Dataset records on object locations
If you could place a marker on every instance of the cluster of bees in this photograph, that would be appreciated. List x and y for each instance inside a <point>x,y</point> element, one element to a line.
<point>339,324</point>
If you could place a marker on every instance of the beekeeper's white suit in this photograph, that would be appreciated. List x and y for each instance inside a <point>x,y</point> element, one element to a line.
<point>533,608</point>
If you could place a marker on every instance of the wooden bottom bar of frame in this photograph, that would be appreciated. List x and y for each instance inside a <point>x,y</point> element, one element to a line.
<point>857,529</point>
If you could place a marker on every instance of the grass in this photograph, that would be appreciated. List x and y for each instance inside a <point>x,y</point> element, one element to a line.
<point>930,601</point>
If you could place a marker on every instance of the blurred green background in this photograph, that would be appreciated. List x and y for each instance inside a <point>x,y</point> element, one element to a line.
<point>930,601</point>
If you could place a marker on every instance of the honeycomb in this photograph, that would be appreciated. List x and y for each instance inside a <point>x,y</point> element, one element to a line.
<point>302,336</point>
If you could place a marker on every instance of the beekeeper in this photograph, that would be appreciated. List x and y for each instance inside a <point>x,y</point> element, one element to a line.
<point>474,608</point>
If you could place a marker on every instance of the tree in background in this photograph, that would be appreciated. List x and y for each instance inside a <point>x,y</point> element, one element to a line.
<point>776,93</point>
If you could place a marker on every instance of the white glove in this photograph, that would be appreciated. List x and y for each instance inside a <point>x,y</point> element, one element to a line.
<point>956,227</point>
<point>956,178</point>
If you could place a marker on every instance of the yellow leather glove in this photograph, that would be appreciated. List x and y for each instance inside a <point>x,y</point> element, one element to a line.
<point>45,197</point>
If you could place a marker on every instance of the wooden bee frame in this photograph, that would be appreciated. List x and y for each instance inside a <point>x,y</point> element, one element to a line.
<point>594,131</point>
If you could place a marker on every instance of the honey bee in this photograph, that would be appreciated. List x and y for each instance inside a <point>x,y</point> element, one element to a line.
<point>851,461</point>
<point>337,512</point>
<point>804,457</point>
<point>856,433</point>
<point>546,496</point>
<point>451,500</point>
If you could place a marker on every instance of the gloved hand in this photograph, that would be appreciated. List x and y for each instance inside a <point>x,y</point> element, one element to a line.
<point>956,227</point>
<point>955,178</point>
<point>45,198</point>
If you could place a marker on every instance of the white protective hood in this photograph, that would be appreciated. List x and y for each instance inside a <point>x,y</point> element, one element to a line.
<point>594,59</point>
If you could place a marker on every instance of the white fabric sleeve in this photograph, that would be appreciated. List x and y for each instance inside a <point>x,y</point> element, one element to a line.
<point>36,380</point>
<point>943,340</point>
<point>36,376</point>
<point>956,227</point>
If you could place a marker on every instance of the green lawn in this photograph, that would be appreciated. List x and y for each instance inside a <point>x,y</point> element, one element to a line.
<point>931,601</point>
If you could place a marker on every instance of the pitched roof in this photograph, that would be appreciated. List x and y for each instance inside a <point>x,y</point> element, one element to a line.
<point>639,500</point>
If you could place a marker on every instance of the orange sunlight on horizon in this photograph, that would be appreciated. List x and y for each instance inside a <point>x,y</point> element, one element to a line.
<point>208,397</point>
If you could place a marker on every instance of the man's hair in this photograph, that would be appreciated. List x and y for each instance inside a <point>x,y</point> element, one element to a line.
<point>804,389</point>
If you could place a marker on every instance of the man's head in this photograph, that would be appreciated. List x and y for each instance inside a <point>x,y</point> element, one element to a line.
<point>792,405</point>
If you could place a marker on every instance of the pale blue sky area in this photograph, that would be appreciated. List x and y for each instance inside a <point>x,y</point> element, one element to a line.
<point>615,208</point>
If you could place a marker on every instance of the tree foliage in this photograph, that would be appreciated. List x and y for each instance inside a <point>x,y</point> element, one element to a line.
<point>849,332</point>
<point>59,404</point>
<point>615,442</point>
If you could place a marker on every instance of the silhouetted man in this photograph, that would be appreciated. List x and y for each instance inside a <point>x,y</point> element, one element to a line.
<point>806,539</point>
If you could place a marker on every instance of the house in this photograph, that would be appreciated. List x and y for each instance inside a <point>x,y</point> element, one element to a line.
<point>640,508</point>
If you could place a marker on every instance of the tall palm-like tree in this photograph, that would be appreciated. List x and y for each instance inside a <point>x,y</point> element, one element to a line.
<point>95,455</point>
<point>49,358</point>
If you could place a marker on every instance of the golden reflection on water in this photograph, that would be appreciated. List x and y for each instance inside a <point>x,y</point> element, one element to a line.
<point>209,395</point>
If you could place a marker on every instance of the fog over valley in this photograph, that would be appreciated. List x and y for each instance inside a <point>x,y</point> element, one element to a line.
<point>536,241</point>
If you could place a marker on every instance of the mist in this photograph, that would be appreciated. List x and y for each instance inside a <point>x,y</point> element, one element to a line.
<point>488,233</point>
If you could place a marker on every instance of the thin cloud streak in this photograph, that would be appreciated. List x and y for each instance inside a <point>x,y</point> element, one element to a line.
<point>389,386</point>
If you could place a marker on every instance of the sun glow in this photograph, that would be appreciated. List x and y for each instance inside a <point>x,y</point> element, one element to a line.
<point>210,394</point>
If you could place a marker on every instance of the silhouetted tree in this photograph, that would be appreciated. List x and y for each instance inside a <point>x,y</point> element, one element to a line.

**THE TASK:**
Replace "marker" with "dot" throughout all the records above, leaving everything else unchanged.

**RESULT OF THIS TASK:**
If you could place a dot on every instance of the cluster of bees in this photograph, that would be appreciated. List x and y for each instance inside a <point>x,y</point> element, one element to a line.
<point>339,324</point>
If you could place a dot on every instance of the beekeeper's white suit in this photograph, that would be appreciated. List x and y for each instance inside a <point>x,y</point> element, one element to a line.
<point>533,608</point>
If you could place a dot on every instance of the wooden bottom bar of frame in this photograph, that would be appreciated. List x and y for each instance inside a <point>x,y</point> element, one element to a line.
<point>857,529</point>
If you could place a dot on every instance of the grass in this photograph, that would be appreciated. List x and y for each instance inside a <point>x,y</point> element, one element to a line.
<point>930,601</point>
If you could place a dot on every instance of the blurred green background in this photograph, that would be appreciated. List x and y for each instance inside a <point>x,y</point> element, one element to a line.
<point>930,601</point>
If you could place a dot on every instance of the honeycomb in this photograph, that would be appreciated. List x and y for each instance inside a <point>x,y</point> element, one element to a line.
<point>302,336</point>
If you could place a dot on every instance of the beekeeper in this photograph, that would be appreciated. List x and y for each instance inside a <point>x,y</point> element, one element to a line.
<point>474,608</point>
If you could place a dot on every instance of the tree in background in this photograph, that would be appreciated. List x and y for each instance inside a <point>x,y</point> element, one element to a line.
<point>776,93</point>
If you could place a dot on every instance of the white glove in this photograph, that would be appreciated. List x and y for each instance inside a <point>x,y</point> element, one element to a line.
<point>956,227</point>
<point>956,178</point>
If you could place a dot on every instance of the yellow leather glove in this photograph, that would be appreciated. List x and y for each instance inside a <point>x,y</point> element, one element to a line.
<point>45,197</point>
If you could place a dot on every instance of the wooden bee frame in this photograph, that would be appreciated. List x and y for each instance inside a <point>x,y</point> element, one element to a line.
<point>594,131</point>
If you could place a dot on every instance of the honey bee in this photograph, that would be appreciated. List x and y for each instance inside a <point>x,y</point> element, one element to a line.
<point>851,461</point>
<point>337,512</point>
<point>804,457</point>
<point>856,433</point>
<point>546,496</point>
<point>451,500</point>
If you could place a dot on every instance of the gloved hand in this photograph, that would be appreciated. List x and y for each instance inside a <point>x,y</point> element, one element to a line.
<point>956,227</point>
<point>955,178</point>
<point>45,198</point>
If you could place a dot on every instance of the white protective hood in this photograph, that would be appreciated. List x and y for each instance inside a <point>x,y</point> element, one element to a line.
<point>594,59</point>
If you could place a dot on every instance of the white fabric sleeve in this photograph, that would be appreciated. List x and y for each instance inside a <point>x,y</point> element, one element to a line.
<point>36,380</point>
<point>943,340</point>
<point>36,376</point>
<point>956,227</point>
If you could place a dot on every instance of the green lawn in this photograph, that would be appreciated. List x and y for each instance inside a <point>x,y</point> element, one element to a line.
<point>931,601</point>
If you could place a dot on every instance of the pitched roof in this photograph, that would be appreciated. List x and y for each instance inside a <point>x,y</point> element, one element to a line.
<point>639,500</point>
If you could place a dot on every instance of the orange sunlight on horizon in this photograph, that would be appreciated. List x and y for each instance inside a <point>x,y</point> element, one element to a line.
<point>208,397</point>
If you could place a dot on every instance of the man's hair in this photograph, that would be appreciated. List x and y for each instance inside a <point>x,y</point> element, one element to a line.
<point>804,389</point>
If you could place a dot on every instance of the man's head in this photograph, that would be appreciated. List x and y for each instance inside a <point>x,y</point> element, one element to a line.
<point>792,405</point>
If you could place a dot on every instance of the pale blue sky area in this photograph, that would be appreciated. List x and y for each instance inside a <point>x,y</point> element, one element to a line.
<point>615,208</point>
If you could place a dot on every instance of the tree foliage in this photograph, that would be appreciated. List x and y for each instance inside a <point>x,y</point> element, one element to a line.
<point>849,332</point>
<point>59,404</point>
<point>615,442</point>
If you could place a dot on every instance of the silhouetted man in this photograph, that would be appreciated. List x and y for each instance inside a <point>x,y</point> element, one element to a line.
<point>806,539</point>
If you could place a dot on every instance of the house in this photograph, that would be appreciated. List x and y for each instance inside a <point>x,y</point> element, one element to a line.
<point>640,508</point>
If you could place a dot on every instance of the tall palm-like tree in this photograph, that would be appreciated. List x and y for each instance inside a <point>x,y</point> element, one element to a line.
<point>95,455</point>
<point>49,358</point>
If you could place a dot on every instance of the golden reflection on water in this photograph, that would be appreciated. List x and y for each instance inside a <point>x,y</point> element, one element to a line.
<point>209,395</point>
If you could place a dot on every instance of the fog over valley in this photograph, that would be appreciated. List x and y for each instance inside a <point>x,y</point> element, one element to a line.
<point>536,241</point>
If you could place a dot on every instance of the mist in this photograph, that would be appreciated. List x and y for each instance inside a <point>x,y</point> element, one element to a line.
<point>488,233</point>
If you could place a dot on every instance of the thin cloud streak in this photograph, that would be appreciated. List x and y for each instance inside a <point>x,y</point> element, one element to a line.
<point>389,386</point>
If you could place a dot on every instance of the sun glow in this photograph, that would be appreciated. List x and y for each instance inside a <point>x,y</point> element, one element to a line.
<point>210,394</point>
If you could place a dot on every instance of the silhouetted tree in this photograph, that would be appreciated. List x and y for each instance inside a <point>x,y</point> element, one element to a line.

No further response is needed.